_MATERIAL_
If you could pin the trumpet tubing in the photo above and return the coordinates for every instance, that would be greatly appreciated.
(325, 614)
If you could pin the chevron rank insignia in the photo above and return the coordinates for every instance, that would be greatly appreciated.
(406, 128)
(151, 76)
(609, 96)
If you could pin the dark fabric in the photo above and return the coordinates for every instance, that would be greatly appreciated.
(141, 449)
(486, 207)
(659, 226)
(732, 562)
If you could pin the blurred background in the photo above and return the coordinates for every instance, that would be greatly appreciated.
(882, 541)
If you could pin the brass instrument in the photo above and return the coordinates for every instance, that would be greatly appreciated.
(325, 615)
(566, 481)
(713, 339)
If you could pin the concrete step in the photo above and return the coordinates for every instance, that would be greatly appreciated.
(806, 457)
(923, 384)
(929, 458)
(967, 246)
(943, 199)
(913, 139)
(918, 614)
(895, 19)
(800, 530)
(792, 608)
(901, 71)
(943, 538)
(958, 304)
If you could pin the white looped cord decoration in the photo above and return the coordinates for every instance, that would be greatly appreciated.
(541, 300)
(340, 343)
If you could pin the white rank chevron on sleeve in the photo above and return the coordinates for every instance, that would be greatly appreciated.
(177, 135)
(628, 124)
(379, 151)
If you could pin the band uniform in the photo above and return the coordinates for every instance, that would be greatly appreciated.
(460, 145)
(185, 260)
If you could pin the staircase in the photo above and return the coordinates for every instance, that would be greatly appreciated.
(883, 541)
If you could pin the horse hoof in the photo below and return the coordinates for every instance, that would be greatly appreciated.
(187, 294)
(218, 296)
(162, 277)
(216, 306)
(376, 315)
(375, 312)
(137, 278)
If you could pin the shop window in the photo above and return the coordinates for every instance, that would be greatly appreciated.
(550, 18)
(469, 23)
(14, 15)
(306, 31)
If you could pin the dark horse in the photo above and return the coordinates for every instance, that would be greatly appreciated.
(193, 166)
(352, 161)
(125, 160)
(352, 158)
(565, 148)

_YOUR OBJECTIVE_
Could you put every one of the rows above into a Markdown table with the columns No. and Row, numbering them in order and leaving out any blank lines?

_OUTPUT_
| No. | Row |
|---|---|
| 1 | If you could pin the trumpet tubing in the photo above and return the coordinates for every instance, that would be greatly appreciated. |
| 2 | (325, 614) |
| 3 | If you could pin the chevron rank insignia in the photo above and return the coordinates for every instance, that would be greatly appreciated. |
| 4 | (406, 128) |
| 5 | (151, 76) |
| 6 | (609, 96) |
| 7 | If you could pin the dark fabric in the photo above and return the coordinates for every instance, that would be greatly appreciated. |
| 8 | (141, 449) |
| 9 | (486, 207) |
| 10 | (659, 226) |
| 11 | (732, 562) |
| 12 | If you could pin the blurred background in the photo above and return the coordinates for every instance, that would be greatly appreciated. |
| 13 | (882, 541) |
| 14 | If you could pin the brass instrument in the photo above and return the coordinates for every instance, that would be greatly appreciated. |
| 15 | (325, 615) |
| 16 | (566, 481) |
| 17 | (713, 339) |
| 18 | If you could pin the concrete step in the photo above and return the coordinates for every instance, that would be greatly appreciated. |
| 19 | (806, 457) |
| 20 | (923, 384) |
| 21 | (929, 458) |
| 22 | (967, 246) |
| 23 | (943, 199) |
| 24 | (913, 139) |
| 25 | (918, 614) |
| 26 | (895, 19) |
| 27 | (800, 530) |
| 28 | (792, 608) |
| 29 | (901, 71) |
| 30 | (943, 538) |
| 31 | (958, 304) |
| 32 | If you could pin the white looped cord decoration in the photo above and return the coordinates for every instance, that would be greatly appreciated. |
| 33 | (541, 300) |
| 34 | (340, 343) |
| 35 | If you could pin the white rank chevron on sleeve in the photo above and return the coordinates for every instance, that would be greatly appreciated. |
| 36 | (177, 135) |
| 37 | (628, 124) |
| 38 | (379, 151) |
| 39 | If you could pin the band uniform in the photo above and return the coordinates for every instance, that would be greatly appreciated. |
| 40 | (460, 145) |
| 41 | (185, 260) |
| 42 | If you could pin the staircase in the photo above and return the coordinates for every instance, that would be greatly appreciated. |
| 43 | (883, 541) |
| 44 | If you could pin the horse hoof in the photo below and return the coordinates for every instance, that would be greatly appreciated. |
| 45 | (187, 294) |
| 46 | (218, 296) |
| 47 | (162, 277) |
| 48 | (216, 306) |
| 49 | (376, 315) |
| 50 | (375, 312) |
| 51 | (137, 278) |
| 52 | If you could pin the shop window in the photo above and return the coordinates for every instance, that would be greatly appreciated. |
| 53 | (550, 18) |
| 54 | (469, 23) |
| 55 | (14, 15) |
| 56 | (306, 31) |
| 57 | If you could pin the dark horse in the photo above and return the coordinates for every instance, that would be greatly appreciated. |
| 58 | (193, 166) |
| 59 | (352, 161) |
| 60 | (125, 160) |
| 61 | (352, 158) |
| 62 | (565, 148) |